TASK PROMPT: Swap each "red saddle" in the material below for "brown saddle", and reproduce everything else unchanged.
## begin INPUT DATA
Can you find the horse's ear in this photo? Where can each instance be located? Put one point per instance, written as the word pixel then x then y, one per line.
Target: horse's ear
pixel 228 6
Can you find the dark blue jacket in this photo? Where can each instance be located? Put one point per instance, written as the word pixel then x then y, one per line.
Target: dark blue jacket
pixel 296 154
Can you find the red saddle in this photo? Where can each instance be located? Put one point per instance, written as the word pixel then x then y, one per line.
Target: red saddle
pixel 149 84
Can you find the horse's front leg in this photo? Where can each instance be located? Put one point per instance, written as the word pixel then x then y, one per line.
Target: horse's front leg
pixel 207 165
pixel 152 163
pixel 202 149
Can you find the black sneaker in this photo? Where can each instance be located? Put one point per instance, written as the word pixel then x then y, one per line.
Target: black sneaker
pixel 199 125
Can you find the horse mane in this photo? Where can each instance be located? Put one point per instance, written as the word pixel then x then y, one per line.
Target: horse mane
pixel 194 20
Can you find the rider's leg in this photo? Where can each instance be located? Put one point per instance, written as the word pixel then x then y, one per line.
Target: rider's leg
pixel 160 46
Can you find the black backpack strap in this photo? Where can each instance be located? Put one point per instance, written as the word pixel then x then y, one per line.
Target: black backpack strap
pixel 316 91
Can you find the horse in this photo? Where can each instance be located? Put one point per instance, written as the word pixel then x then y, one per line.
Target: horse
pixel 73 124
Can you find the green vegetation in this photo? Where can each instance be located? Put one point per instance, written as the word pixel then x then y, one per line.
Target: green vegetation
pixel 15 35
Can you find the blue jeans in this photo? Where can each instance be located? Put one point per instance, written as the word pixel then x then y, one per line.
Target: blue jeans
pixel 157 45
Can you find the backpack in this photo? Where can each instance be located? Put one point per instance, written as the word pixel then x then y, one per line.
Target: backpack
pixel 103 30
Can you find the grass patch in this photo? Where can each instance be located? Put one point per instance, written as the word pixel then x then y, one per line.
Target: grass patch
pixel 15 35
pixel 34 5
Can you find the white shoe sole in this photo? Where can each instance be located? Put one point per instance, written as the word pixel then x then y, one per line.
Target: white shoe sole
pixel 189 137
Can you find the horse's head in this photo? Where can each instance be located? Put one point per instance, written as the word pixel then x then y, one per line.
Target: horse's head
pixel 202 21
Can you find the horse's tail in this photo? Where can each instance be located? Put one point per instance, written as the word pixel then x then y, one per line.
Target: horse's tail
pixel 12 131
## end INPUT DATA
WRITTEN ANSWER:
Can you find the horse's ear in this photo? Where can each instance be located? Put one point per instance, written as the word pixel then x then y, one per line.
Target: horse's ear
pixel 228 6
Can you find the dark blue jacket in this photo? Where can each instance be located? Put one point per instance, written as the word pixel then x then y, one per line.
Target: dark blue jacket
pixel 296 154
Can you find the brown saddle in this photo? Where can each instance be located? Put one point per instance, written as the word pixel then x then y, one per line.
Target: brown saddle
pixel 149 84
Can you find the horse's front leg in this photo? Where can each instance be located? Put one point per instance, written as the word pixel then x then y, one per line.
Target: horse's front leg
pixel 207 165
pixel 152 163
pixel 202 149
Can you find the black sneaker in this photo? Where can each instance be located? Put one point per instance, written as the word pixel then x then y, one per line.
Target: black sneaker
pixel 199 125
Can you find the horse mane in this photo? Where can each instance be located? Put one point per instance, written as the word pixel then x then y, one per line.
Target: horse mane
pixel 194 20
Can you find the rider's leg in this photo? Where can each instance be located? Put one point per instance, written as the word pixel then x then y, one per line.
Target: rider's leg
pixel 160 46
Can you find the black backpack strap in this photo? Where can each instance be located? Put one point per instance, written as the word pixel then x then y, one per line.
Target: black backpack strap
pixel 316 91
Can you find the horse in this photo? Where can each instance be located? Put one point per instance, written as the word pixel then x then y, one per line.
Target: horse
pixel 73 124
Can you find the green vegetation in this photo? Where can each instance be located? Put one point per instance, written as the word pixel then x then y, one per line.
Target: green vegetation
pixel 15 35
Can you find the blue jeans in this photo? Where can each instance be located? Put one point per instance, written as the word pixel then x then y, one per line.
Target: blue jeans
pixel 157 45
Can you find the backpack in this photo? Where can each instance be located? Put one point per instance, written as the word pixel then x then y, one per line.
Target: backpack
pixel 103 30
Can you find the grass patch in this photo? Where can each instance be located? Put one point per instance, written as the word pixel then x then y, one per line.
Target: grass patch
pixel 15 35
pixel 34 5
Can you find the white shoe sole in this photo? Where can each instance be located? Put one point per instance, written as the word pixel then x then y, one per line.
Target: white shoe sole
pixel 189 137
Can you find the horse's head in this photo? Where can each instance be located? Put one point per instance, written as the word pixel then x then y, one per line.
Target: horse's head
pixel 202 21
Can you find the horse's tail in this photo? Where can each instance be located? Put one point per instance, written as the word pixel then x then y, one per line.
Target: horse's tail
pixel 12 131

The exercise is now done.